For the entries below, work out how many lines include the string "every", then write only that number.

___ Materials provided ___

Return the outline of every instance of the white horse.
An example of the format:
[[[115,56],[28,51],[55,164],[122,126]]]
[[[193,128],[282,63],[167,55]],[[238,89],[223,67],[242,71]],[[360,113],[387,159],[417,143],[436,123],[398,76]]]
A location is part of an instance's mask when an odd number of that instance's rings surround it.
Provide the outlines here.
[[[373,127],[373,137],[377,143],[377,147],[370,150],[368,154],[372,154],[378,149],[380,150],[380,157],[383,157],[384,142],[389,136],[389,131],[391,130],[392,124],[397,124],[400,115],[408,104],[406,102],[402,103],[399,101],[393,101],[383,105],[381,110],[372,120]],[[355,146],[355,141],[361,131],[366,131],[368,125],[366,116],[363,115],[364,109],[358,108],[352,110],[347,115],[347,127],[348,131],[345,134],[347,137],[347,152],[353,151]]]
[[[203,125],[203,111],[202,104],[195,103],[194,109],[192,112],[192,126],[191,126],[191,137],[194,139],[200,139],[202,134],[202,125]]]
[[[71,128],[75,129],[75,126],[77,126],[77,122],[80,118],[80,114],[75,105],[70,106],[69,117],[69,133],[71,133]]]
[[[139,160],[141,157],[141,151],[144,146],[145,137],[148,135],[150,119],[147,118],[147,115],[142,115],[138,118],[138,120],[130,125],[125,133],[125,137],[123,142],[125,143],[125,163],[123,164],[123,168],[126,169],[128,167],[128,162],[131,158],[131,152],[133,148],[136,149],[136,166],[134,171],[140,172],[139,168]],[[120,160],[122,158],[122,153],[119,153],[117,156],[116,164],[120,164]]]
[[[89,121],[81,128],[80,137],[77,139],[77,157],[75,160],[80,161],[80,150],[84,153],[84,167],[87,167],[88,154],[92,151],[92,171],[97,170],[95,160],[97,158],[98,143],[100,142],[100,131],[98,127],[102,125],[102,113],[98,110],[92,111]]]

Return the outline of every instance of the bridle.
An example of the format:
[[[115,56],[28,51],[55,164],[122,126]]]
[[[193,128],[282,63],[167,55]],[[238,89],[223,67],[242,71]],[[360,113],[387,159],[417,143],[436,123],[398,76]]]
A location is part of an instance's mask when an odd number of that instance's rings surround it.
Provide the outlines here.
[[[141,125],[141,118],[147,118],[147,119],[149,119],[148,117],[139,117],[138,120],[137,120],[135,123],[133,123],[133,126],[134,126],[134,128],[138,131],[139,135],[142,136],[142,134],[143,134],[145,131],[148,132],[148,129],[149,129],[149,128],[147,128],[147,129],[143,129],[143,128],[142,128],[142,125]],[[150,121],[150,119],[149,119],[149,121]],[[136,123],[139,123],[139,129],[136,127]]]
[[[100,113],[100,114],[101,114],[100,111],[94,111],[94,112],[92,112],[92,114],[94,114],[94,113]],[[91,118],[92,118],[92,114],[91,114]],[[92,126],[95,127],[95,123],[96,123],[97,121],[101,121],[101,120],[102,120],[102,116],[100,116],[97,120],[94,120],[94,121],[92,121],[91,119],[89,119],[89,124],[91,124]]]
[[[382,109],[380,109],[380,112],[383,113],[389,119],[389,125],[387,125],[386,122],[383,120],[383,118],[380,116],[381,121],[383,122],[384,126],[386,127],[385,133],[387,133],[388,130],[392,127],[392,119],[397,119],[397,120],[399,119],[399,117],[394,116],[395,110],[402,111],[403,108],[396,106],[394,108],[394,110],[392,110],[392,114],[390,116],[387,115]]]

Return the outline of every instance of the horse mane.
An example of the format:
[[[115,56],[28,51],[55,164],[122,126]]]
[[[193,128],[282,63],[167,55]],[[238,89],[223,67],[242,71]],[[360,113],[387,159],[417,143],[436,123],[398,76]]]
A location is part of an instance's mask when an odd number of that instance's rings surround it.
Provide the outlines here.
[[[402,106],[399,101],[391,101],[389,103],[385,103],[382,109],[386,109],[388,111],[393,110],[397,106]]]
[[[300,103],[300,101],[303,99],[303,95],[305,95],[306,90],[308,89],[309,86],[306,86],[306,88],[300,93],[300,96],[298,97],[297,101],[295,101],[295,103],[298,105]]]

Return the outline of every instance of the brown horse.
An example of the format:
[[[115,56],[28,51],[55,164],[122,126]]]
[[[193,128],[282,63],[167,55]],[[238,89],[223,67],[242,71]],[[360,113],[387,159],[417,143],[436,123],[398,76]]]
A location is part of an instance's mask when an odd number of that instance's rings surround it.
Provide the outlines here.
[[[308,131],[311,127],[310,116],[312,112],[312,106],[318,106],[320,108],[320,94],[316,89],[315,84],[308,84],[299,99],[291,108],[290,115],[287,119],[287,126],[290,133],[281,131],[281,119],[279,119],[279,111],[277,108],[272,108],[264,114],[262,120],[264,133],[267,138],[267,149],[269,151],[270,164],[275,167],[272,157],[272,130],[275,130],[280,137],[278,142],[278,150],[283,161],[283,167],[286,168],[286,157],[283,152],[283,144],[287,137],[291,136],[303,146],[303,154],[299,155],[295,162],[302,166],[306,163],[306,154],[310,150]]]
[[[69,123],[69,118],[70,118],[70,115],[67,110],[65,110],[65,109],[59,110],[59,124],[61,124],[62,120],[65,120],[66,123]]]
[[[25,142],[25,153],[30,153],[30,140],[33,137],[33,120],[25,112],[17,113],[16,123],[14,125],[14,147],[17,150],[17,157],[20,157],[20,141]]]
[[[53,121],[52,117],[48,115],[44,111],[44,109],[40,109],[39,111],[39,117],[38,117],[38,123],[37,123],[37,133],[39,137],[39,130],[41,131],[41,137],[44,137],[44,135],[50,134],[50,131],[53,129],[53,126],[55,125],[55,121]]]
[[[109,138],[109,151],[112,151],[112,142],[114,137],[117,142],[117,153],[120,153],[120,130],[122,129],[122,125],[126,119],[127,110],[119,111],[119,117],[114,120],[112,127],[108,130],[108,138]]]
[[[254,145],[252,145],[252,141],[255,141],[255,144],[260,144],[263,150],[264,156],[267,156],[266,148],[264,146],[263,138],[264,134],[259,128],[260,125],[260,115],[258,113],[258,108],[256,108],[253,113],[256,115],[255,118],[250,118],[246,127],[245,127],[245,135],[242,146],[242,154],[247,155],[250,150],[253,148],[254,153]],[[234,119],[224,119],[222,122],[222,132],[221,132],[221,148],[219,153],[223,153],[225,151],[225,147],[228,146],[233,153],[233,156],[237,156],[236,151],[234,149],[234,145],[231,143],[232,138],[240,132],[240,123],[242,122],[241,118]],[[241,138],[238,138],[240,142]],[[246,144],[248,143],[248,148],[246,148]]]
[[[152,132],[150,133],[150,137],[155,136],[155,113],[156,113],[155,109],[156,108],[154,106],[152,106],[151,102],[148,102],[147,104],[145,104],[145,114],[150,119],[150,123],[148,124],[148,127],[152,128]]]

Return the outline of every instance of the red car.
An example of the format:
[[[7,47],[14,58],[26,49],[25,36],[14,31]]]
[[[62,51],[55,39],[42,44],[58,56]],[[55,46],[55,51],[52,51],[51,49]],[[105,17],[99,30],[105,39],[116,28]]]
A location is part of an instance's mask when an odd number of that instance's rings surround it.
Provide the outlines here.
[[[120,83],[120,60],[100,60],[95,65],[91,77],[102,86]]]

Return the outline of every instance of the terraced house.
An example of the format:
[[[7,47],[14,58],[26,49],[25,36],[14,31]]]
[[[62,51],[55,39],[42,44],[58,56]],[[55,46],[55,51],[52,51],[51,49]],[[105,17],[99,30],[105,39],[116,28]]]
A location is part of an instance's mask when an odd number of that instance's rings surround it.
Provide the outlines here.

___

§ Exercise answer
6